----- 正文節選 -----
李芳英
(中華女子學院, 北京 100101)
隨著我國城市化進程的深入,越來越多的農村剩余勞動力進入城市,成為龐大的農民工群體。由于受到城鄉二元分割制度等因素的影響,農民工難以舉家遷入城市。很多家庭夫妻迫于生存壓力以及家庭利益最大化的理性考慮,選擇一方外出務工、一方留守的方式,使其家庭成為半流動家庭。在這種家庭模式中,又以男外出女留守較為常見。
作為當代農村社會的中堅力量,留守婦女群體引起了政府和學界的關注。學者們除了對留守婦女的生活現狀及困境[1]、心理壓力和調適[2]、心理健康[3][4]、生活滿意度[5]、主觀幸福感[6]等方面進行了分析之外,夫妻情感和婚姻穩定性問題也引起人們的廣泛重視[7][8][9][10]。丈夫外出務工,勢必造成與妻兒等家人長期分離的狀態。成員的離散化不僅使原有家庭結構發生變化,也直接影響到家庭成員之間的關系和感情。夫妻分離、聚少離多的現狀使得許多婚姻的功能無法實現,不可避免地給夫妻關系帶來影響。但是,丈夫外出流動的行為究竟給夫妻情感和婚姻關系帶來何種影響,已有的研究者持不同的觀點。
-----
● **待辦任務**:
1) 針對留守婦女一文回答下列問題：
(a) 農民工難以舉家遷入城市，是受到哪種制度等因素的影響？
(b) 在半流動家庭中，哪一種分工方式較為常見？
(c) 對於丈夫外出流動給夫妻情感和婚姻關係帶來的影響，已有研究者的看法如何？
2) 請接著留守婦女一文最後一句往下寫，續寫一段。
下方清單另有出處，與上文並非同一來源。
----- 資料條目 -----
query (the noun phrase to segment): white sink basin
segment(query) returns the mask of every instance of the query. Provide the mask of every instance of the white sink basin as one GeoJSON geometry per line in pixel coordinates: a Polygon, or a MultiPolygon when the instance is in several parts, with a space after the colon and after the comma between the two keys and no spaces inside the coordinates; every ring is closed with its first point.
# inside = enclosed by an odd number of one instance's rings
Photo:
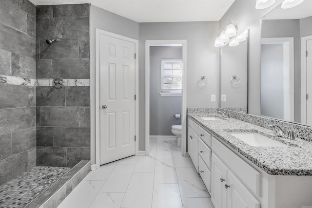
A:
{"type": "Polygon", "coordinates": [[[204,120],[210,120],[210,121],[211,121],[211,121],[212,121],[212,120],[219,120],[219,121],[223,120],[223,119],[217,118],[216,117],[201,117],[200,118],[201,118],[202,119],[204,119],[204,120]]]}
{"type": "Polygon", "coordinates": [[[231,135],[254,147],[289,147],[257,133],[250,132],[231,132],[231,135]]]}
-----
----- 資料條目 -----
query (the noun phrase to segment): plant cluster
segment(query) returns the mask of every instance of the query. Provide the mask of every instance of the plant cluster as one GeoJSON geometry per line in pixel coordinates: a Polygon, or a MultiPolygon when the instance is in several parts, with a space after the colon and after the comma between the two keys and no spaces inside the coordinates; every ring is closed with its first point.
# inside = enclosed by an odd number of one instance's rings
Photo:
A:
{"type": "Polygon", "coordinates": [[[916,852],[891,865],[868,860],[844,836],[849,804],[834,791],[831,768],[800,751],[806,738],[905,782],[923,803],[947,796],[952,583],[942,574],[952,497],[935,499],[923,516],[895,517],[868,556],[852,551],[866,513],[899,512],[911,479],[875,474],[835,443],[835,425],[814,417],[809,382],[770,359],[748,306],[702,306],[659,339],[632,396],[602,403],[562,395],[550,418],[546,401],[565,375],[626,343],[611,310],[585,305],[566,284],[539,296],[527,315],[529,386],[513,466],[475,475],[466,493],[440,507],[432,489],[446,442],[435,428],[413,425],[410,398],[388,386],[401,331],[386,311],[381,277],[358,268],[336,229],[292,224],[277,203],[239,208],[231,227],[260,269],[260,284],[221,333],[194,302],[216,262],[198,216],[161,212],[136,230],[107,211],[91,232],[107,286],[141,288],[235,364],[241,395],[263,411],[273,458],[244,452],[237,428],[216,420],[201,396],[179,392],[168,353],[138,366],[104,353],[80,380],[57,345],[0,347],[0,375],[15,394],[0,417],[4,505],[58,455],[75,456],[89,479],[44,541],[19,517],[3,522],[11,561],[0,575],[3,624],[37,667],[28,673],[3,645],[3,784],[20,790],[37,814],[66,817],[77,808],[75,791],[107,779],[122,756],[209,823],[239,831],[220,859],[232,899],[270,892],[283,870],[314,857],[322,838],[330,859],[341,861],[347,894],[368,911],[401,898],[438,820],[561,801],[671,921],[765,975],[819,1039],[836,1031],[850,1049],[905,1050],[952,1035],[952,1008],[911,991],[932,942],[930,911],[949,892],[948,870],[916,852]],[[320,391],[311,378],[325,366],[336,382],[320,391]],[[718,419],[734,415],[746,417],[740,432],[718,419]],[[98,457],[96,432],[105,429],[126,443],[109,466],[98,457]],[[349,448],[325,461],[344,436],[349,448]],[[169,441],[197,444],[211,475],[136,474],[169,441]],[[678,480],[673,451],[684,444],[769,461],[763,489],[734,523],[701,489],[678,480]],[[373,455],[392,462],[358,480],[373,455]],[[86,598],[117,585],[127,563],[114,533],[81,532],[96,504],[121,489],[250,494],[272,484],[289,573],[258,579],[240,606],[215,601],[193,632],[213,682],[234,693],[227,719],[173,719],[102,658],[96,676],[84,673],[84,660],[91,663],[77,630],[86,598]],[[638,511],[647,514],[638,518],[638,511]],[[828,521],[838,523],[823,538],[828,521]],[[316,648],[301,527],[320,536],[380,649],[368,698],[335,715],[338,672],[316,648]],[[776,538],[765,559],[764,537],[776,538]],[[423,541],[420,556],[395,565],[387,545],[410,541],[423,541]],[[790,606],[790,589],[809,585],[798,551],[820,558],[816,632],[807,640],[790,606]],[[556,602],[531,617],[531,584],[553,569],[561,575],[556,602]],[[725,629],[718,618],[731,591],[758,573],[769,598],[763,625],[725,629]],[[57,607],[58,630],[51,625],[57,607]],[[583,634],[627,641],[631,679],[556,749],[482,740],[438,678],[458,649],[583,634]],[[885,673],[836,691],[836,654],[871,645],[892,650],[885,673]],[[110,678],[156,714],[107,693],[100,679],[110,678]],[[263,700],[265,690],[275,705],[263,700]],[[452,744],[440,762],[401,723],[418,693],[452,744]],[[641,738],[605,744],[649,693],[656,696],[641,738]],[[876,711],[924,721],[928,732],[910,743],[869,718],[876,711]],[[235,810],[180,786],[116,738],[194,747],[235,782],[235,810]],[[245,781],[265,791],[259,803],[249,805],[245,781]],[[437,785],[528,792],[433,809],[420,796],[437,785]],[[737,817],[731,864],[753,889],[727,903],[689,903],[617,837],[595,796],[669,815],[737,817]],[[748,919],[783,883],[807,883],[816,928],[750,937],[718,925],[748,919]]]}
-----
● **任務結果**:
1)
(a) 城鄉二元分割制度。
(b) 男外出女留守。
(c) 持不同的觀點。

2)
一種觀點認為,城鄉勞動力流動顯著提高了離婚率[11](P105-111)。因為男工女守分工的直接后果是夫妻共享時間的減少和夫妻異質性的增強,直接影響到夫妻關系的變化和婚姻的質量[12]。丈夫外出務工,因空間距離而長期無法與妻子共同生活,因而減弱了夫妻之間的情感滿足和支持,并導致婚姻的情感滿足功能進一步弱化[2]。近年來農民工臨時夫妻現象的出現[13][14],也顯示出農民工的情感和婚姻出現了問題。而經濟的貧困以及心理的壓力,使留守婦女更容易出現婚外情,從而導致留守婦女夫妻關系的破裂[15]。這些都說明,農民流動造成了嚴重的農村家庭問題:包括離婚率的顯著上升和家庭解體[16][17]。當然,也有夫妻雖然感情破裂,但由于婚姻解體的社會成本太大,所以仍然維持著“名存實亡的婚姻”[18]。國外學者Becker在1973年提出婚姻市場上存在著正向或負向的配對效應假說,認為中國的門當戶對就是一種正向配對效應。作為人力資本積累的一種方式,勞動力流動,特別是個體勞動力流動會打破婚姻的配對效應均衡,從而影響婚姻的穩定性[11](P106)。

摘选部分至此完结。